About this task » All of the records must be given again exactly.

Items listed in a dataset
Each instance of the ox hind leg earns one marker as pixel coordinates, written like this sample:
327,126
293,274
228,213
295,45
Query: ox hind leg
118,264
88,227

Response area »
Each instance of the ox hind leg earns one marker as pixel coordinates, written like this sample:
327,126
293,274
228,213
295,45
Query: ox hind leg
118,264
88,227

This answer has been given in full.